# [SET PROBLEM]
Locate the line that contains "Put one marker on each instance of the shallow". Print it and every subsequent line through the final line of the records, exactly and only those.

— START OF MATERIAL —

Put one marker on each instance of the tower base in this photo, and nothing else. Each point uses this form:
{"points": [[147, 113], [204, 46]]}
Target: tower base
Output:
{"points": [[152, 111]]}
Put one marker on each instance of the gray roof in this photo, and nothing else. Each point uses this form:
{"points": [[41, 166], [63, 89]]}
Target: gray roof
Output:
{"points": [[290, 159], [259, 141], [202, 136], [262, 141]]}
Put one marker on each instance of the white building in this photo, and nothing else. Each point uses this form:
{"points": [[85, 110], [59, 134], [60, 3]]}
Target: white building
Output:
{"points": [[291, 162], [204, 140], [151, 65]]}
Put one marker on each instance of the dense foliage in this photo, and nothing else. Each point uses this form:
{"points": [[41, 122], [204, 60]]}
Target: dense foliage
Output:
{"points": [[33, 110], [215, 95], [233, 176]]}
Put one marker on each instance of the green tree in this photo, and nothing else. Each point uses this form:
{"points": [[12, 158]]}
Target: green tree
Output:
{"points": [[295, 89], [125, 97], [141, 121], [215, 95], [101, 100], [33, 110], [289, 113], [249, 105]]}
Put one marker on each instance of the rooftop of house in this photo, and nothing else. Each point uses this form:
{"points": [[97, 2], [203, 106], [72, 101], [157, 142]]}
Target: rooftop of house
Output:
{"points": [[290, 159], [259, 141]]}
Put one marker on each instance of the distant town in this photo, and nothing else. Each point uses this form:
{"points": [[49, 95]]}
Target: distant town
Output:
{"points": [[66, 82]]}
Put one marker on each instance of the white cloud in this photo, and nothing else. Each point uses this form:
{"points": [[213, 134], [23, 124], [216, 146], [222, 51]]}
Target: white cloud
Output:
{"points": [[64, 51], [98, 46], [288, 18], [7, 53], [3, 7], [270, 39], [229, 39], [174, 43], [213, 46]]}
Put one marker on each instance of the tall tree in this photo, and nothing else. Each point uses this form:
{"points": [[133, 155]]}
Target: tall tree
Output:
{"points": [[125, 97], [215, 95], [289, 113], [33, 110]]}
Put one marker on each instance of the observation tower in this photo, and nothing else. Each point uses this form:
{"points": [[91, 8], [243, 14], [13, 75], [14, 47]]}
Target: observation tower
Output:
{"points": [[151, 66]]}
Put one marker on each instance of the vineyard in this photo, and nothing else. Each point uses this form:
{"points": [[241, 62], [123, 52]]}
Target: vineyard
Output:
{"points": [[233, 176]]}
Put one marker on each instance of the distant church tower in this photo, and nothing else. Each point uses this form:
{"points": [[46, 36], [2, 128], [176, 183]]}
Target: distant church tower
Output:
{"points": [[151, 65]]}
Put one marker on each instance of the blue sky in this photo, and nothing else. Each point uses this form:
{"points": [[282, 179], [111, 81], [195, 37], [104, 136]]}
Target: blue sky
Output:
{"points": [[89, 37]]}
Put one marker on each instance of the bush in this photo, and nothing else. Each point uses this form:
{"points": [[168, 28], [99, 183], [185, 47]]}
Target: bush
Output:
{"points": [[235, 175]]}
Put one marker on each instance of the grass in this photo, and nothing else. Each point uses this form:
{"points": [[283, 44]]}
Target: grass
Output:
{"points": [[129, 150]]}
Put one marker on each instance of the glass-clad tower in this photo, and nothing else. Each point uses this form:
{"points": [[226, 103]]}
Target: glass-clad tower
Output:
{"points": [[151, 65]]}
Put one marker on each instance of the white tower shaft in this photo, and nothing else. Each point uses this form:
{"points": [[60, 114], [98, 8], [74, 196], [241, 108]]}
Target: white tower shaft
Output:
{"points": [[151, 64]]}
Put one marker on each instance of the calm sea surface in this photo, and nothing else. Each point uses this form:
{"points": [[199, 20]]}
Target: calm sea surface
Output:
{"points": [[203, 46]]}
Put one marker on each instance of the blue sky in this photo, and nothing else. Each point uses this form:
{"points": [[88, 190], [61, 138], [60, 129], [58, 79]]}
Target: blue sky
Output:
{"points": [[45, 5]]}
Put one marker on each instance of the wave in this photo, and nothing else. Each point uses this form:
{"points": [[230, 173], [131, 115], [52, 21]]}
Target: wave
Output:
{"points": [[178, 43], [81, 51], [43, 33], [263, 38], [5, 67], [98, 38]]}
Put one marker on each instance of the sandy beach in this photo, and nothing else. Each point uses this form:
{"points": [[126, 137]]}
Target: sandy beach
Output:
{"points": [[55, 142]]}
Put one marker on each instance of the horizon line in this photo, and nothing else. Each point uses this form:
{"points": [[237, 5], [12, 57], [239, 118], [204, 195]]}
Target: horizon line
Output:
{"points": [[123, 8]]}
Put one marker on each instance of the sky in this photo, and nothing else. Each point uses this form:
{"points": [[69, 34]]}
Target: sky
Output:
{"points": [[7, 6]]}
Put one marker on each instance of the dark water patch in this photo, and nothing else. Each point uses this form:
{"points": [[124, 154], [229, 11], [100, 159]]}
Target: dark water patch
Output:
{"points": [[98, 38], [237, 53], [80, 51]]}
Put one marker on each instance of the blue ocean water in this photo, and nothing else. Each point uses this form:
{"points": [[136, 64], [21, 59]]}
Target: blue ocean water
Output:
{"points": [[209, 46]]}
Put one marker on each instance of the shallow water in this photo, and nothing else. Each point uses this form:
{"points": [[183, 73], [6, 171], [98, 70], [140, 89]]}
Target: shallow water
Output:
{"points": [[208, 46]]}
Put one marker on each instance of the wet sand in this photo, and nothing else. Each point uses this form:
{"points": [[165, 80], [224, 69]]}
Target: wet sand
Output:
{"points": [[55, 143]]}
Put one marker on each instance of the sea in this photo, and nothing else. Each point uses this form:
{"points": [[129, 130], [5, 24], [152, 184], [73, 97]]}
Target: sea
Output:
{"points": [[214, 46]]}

— END OF MATERIAL —

# [WRITTEN REPLY]
Put one marker on each instance of the shallow water in this photo, and nothing else. Each point uses this form:
{"points": [[183, 73], [6, 171], [98, 70], [140, 89]]}
Target: shallow water
Output:
{"points": [[208, 46]]}
Put one marker on each instance of the wet sand in this photo, and nothing else. Each point uses this form:
{"points": [[165, 80], [224, 69]]}
Target: wet sand
Output:
{"points": [[55, 143]]}
Put one marker on each instance of the sea in this photo, and nothing else. Each point uses this form:
{"points": [[129, 130], [5, 24], [152, 184], [73, 97]]}
Target: sea
Output:
{"points": [[214, 46]]}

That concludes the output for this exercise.